- [INSTRUCTIONS FOR THE TASK]: From the passage on India's North-East, list every place name that appears.

- [SELECTED EXCERPT]:
================
What of India? Few places suffer more from over-simplification than India's North-East. I have been there only once, to Assam and Manipur. What little I learned was that it is a phenomenally complex region, quite a dark place, and in parts more disturbing than Kashmir at the height of its insurgency. With its multiple indigenous tribes, festering resentment against Delhi and geographical isolation from mainland India, the North-East has faced problems for decades.
The violence in Assam was between the indigenous Bodo tribe and settlers who had migrated there from what is now Bangladesh (Settlers have been migrating to Assam since the days of the Raj). On one side were people asserting a tribal Bodo identity. On the other were Bengalis, who are ethnically different; they are economic and political competitors, and in this case also Muslim. Why would we, or should we, choose to stress one difference -- the religious divide -- over another?
================
- [Items listed in a dataset]:
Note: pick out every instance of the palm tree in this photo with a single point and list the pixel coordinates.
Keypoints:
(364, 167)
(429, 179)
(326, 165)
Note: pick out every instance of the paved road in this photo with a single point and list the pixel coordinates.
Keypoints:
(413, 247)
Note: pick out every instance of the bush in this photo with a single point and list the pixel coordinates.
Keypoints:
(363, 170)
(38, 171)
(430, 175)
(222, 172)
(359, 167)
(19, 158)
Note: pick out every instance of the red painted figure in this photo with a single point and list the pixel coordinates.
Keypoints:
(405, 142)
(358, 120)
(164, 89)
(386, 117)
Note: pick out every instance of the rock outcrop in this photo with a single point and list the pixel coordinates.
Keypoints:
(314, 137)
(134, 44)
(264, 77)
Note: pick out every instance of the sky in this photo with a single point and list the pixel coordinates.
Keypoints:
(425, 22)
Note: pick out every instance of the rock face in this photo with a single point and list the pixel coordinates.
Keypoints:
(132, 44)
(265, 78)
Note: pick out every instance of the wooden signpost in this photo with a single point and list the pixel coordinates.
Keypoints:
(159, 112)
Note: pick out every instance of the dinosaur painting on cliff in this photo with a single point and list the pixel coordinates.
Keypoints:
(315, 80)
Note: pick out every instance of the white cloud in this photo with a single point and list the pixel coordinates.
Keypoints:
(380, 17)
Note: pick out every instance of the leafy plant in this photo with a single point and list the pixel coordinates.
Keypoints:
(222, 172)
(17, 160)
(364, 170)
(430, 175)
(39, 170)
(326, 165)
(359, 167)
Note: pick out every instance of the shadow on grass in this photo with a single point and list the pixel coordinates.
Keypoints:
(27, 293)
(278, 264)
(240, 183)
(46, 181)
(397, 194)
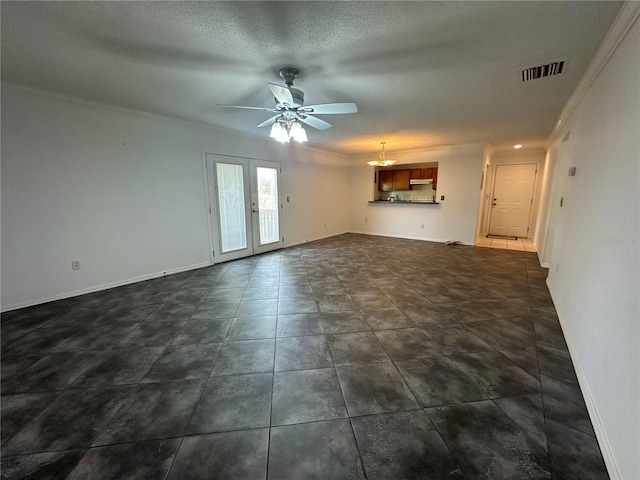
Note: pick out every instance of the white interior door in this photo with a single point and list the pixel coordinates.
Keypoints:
(512, 200)
(244, 206)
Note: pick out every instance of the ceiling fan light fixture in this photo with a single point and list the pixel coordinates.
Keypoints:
(382, 161)
(279, 133)
(298, 133)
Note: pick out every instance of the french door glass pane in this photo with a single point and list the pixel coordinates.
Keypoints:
(233, 227)
(268, 204)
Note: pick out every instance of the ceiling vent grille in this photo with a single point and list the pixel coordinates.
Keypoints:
(542, 71)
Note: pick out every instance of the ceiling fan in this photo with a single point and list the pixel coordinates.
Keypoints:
(290, 111)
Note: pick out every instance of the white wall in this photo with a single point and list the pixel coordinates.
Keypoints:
(511, 157)
(595, 260)
(459, 176)
(124, 193)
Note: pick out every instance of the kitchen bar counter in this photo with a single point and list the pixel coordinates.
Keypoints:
(418, 202)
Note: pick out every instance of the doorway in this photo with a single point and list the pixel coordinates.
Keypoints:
(512, 200)
(244, 196)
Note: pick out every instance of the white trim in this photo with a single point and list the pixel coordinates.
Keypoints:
================
- [TASK ANSWER]: India, the North-East, Assam, Manipur, Kashmir, Delhi, Bangladesh